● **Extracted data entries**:
++++++++++++++++++++

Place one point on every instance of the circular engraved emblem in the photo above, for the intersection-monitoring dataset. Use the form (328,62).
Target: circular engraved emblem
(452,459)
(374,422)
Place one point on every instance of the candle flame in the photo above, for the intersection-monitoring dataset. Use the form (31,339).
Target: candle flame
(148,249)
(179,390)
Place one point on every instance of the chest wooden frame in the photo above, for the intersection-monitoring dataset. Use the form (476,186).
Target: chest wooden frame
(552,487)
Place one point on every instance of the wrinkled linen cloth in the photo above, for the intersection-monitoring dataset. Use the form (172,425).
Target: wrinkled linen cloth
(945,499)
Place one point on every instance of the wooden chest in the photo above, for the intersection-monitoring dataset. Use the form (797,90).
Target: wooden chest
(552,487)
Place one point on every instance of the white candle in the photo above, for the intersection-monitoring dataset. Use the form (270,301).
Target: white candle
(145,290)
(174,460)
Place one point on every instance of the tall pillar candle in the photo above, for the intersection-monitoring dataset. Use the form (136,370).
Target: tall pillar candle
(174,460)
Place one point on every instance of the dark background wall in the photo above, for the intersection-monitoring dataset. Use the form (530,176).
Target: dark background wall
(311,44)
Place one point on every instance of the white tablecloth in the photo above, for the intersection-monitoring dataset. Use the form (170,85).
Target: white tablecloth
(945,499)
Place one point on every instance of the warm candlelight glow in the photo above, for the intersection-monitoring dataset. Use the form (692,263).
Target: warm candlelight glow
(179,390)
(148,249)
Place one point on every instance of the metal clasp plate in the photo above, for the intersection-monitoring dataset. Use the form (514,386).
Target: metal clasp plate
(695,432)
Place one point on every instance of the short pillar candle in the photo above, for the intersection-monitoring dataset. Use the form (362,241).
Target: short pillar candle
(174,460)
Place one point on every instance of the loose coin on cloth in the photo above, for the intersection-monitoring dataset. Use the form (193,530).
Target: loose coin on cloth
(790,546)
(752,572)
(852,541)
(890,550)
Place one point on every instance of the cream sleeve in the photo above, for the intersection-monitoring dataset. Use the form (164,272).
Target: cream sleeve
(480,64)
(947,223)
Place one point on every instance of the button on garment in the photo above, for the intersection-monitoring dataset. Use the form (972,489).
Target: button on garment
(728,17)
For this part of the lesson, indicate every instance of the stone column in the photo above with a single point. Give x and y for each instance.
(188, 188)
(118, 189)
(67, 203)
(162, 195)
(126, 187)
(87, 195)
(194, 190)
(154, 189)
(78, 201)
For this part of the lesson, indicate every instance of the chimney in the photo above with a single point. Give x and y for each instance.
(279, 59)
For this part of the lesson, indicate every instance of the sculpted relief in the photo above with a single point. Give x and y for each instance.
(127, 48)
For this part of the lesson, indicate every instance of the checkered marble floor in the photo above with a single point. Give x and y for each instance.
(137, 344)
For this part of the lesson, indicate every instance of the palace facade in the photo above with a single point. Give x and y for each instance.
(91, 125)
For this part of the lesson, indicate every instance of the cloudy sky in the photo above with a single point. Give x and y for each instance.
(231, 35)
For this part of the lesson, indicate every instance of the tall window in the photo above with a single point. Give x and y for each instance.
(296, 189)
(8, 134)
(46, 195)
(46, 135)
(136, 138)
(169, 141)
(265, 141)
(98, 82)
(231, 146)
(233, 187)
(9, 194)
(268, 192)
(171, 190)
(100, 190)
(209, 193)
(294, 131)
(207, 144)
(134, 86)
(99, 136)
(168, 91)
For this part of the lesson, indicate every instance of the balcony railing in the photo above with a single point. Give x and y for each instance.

++++++++++++++++++++

● **Your instructions**: Copy each line of the entries exactly.

● **Written response**:
Place one point on every instance of the circular engraved emblem in the photo above, for the intersection-monitoring dataset. Use the form (328,62).
Target: circular engraved emblem
(452,459)
(374,422)
Place one point on every instance of the candle flame in the photo above, for the intersection-monitoring dataset. Use the form (31,339).
Target: candle flame
(148,249)
(179,390)
Place one point on every instance of the chest wooden frame in the photo above, for the intersection-monitoring dataset. Use the form (476,186).
Target: chest wooden frame
(552,487)
Place one point on every instance of the wrinkled linen cloth in the photo above, for the intersection-monitoring dataset. Use the form (172,425).
Target: wrinkled linen cloth
(945,499)
Place one point on every instance of the wooden chest in the photo above, for the intersection-monitoring dataset. Use the form (797,90).
Target: wooden chest
(552,487)
Place one point on every instance of the white candle in the photo above, for the intersection-monitoring dataset. Use the form (270,301).
Target: white candle
(145,290)
(174,460)
Place one point on every instance of the tall pillar candle in the photo above, for the intersection-monitoring dataset. Use the form (136,370).
Target: tall pillar candle
(174,460)
Place one point on every instance of the dark background wall in the photo above, for the intersection-monitoring dataset. Use the form (530,176).
Target: dark background wall
(311,44)
Place one point on every instance of the white tablecloth in the photo above, for the intersection-monitoring dataset. Use the form (170,85).
Target: white tablecloth
(945,499)
Place one point on every instance of the warm candlelight glow in the photo above, for the intersection-monitoring dataset. Use the form (692,263).
Target: warm candlelight glow
(179,390)
(148,249)
Place one point on every instance of the metal clasp plate in the photo above, for the intersection-monitoring dataset. Use the form (514,386).
Target: metal clasp plate
(695,432)
Place one point on every instance of the short pillar candle in the photo above, for the intersection-monitoring dataset. Use the form (362,241).
Target: short pillar candle
(174,460)
Place one point on every instance of the loose coin on cloth in the photo above, for the intersection-monitoring dataset. Use the form (193,530).
Target: loose coin on cloth
(790,546)
(752,572)
(852,541)
(890,550)
Place one point on every instance of the cream sleeve in the photo above, for the intersection-monitoring dataset. Use the form (164,272).
Target: cream sleeve
(480,64)
(947,223)
Place one point on every instance of the button on garment in the photo above, for the intersection-monitoring dataset. Use the form (972,489).
Target: button on garment
(728,17)
For this part of the lesson, indicate every instance of the stone column in the photo above with a single point. Give x and y for each instance.
(188, 188)
(118, 189)
(67, 203)
(162, 195)
(126, 187)
(87, 195)
(194, 190)
(154, 189)
(78, 201)
For this part of the lesson, indicate every instance of the chimney in the photo above with a single point. Give x and y for each instance.
(279, 59)
For this part of the lesson, indicate every instance of the sculpted relief in the photo above with a single point. Give x and y for each instance.
(127, 48)
For this part of the lesson, indicate every instance of the checkered marble floor in the photo above with a single point. Give x and y for each instance.
(137, 344)
For this part of the lesson, indicate every instance of the palace facade in the photo above with a single point. Give x and y for each instance.
(91, 125)
For this part of the lesson, indicate every instance of the cloudy sky in the photo above with a single point. Give x and y for each instance.
(231, 35)
For this part of the lesson, indicate every instance of the tall window in the photo above with a single point. Give x and y for each instance.
(296, 189)
(8, 134)
(46, 195)
(46, 135)
(136, 138)
(169, 141)
(265, 141)
(98, 82)
(231, 146)
(233, 187)
(9, 194)
(268, 192)
(171, 190)
(100, 190)
(209, 193)
(294, 131)
(207, 144)
(134, 86)
(99, 136)
(168, 91)
For this part of the lesson, indicate every instance of the balcony railing in the photo above with a single point. Give x and y for each instance.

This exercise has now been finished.